---------- TEXT PROVIDED
Date:	2008-04-01 08:04:21
Message-ID:	1207037061.4238.8.camel@ebony.site
Views:	Raw Message \| Whole Thread \| Download mbox \| Resend email
Lists:	pgsql-general pgsql-hackers

On Tue, 2008-04-01 at 13:07 +0530, Pavan Deolasee wrote:

> Please see the attached patch. One change I made is to hold the SHARE lock
> on the page while ANALYZE is reading tuples from it. I thought it would
> be a right thing to do instead of repeatedly acquiring/releasing the lock.

ANALYZE is a secondary task and so we shouldn't be speeding it up at the
possible expense of other primary tasks. So I think holding locks for
longer than minimum is not good in this case and I see no reason to make
the change described.

We can speed up ANALYZE by using the background reader to preread the
blocks, assuming bgreader will happen one day.
--------------------
---------- EXCERPTED DATA
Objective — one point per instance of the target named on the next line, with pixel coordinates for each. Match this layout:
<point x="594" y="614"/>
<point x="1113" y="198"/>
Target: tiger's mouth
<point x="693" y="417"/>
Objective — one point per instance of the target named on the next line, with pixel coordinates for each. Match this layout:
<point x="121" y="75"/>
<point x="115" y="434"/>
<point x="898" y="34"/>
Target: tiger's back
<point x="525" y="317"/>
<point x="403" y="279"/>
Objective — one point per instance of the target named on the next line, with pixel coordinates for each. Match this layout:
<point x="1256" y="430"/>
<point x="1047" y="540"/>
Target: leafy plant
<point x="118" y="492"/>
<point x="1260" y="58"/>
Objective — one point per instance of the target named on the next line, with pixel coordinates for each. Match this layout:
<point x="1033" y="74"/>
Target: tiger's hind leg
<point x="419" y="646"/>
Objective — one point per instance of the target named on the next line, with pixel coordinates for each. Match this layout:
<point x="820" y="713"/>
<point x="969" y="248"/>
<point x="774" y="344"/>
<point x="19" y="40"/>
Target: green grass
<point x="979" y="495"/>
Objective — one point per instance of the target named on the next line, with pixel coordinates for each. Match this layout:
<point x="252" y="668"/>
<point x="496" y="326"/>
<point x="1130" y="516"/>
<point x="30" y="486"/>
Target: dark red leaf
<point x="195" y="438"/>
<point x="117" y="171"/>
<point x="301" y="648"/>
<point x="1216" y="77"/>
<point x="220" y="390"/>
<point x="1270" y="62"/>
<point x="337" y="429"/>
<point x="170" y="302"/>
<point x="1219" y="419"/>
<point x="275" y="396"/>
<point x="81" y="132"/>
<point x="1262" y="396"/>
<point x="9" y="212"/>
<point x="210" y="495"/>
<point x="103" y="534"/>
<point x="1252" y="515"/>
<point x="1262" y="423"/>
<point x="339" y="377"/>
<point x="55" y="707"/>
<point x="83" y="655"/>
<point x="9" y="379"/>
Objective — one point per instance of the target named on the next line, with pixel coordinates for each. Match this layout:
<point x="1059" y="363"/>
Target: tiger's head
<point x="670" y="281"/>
--------------------
EXERCISES =>
A. In the mailing list post, what does the reply suggest using to speed up ANALYZE?
B. Reproduce the mailing list post between "On Tue, 2008-04-01" and "acquiring/releasing the lock.", inclusive, renaming "SHARE" to "EXCLUSIVE".

ANSWERS PER TASK =>
A. The background reader, to preread the blocks.

B.
On Tue, 2008-04-01 at 13:07 +0530, Pavan Deolasee wrote:

> Please see the attached patch. One change I made is to hold the EXCLUSIVE lock
> on the page while ANALYZE is reading tuples from it. I thought it would
> be a right thing to do instead of repeatedly acquiring/releasing the lock.